● What to do
Return the tail of the records exactly, starting from the line containing "Task: pick out green stem, one" and ending with the final line.

● Materials provided
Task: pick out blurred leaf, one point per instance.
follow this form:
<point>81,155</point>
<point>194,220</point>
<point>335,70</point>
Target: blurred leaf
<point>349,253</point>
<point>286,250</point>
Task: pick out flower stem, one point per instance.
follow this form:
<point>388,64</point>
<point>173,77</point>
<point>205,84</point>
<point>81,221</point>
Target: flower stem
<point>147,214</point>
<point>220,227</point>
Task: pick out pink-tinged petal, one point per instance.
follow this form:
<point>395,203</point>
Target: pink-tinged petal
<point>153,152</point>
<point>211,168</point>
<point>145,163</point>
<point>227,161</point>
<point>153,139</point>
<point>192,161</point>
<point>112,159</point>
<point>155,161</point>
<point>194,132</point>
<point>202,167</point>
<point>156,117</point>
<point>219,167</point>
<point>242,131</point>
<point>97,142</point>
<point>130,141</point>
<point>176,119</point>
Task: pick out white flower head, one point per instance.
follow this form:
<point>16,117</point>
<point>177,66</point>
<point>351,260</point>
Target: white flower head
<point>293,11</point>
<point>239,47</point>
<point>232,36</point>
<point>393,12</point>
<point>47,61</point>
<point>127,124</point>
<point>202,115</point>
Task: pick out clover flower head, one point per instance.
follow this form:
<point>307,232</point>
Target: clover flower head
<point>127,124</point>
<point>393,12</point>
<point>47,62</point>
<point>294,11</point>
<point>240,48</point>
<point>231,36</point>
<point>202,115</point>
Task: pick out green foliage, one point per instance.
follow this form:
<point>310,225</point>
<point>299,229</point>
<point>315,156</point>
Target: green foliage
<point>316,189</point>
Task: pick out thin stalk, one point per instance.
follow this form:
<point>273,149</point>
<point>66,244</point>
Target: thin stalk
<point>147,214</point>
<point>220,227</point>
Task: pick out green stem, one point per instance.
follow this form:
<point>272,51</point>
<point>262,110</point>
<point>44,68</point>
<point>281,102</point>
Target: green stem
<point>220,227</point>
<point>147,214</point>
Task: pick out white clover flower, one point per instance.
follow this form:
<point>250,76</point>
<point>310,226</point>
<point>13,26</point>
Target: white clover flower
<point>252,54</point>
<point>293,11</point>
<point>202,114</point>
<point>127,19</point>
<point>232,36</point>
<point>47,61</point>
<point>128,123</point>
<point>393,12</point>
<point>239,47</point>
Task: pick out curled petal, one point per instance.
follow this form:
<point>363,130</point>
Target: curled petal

● Answer to this task
Task: pick out green stem, one point per instance.
follow this form:
<point>272,51</point>
<point>262,110</point>
<point>44,68</point>
<point>281,102</point>
Target: green stem
<point>220,227</point>
<point>147,214</point>
Task: pick out white clover flower, one point per instance.
follow this form:
<point>250,76</point>
<point>310,226</point>
<point>13,26</point>
Target: white clover flower
<point>252,54</point>
<point>293,11</point>
<point>202,114</point>
<point>127,19</point>
<point>232,36</point>
<point>47,61</point>
<point>128,123</point>
<point>393,12</point>
<point>239,47</point>
Task: pick out curled petal, one point per instance.
follow this form:
<point>363,130</point>
Target: curled petal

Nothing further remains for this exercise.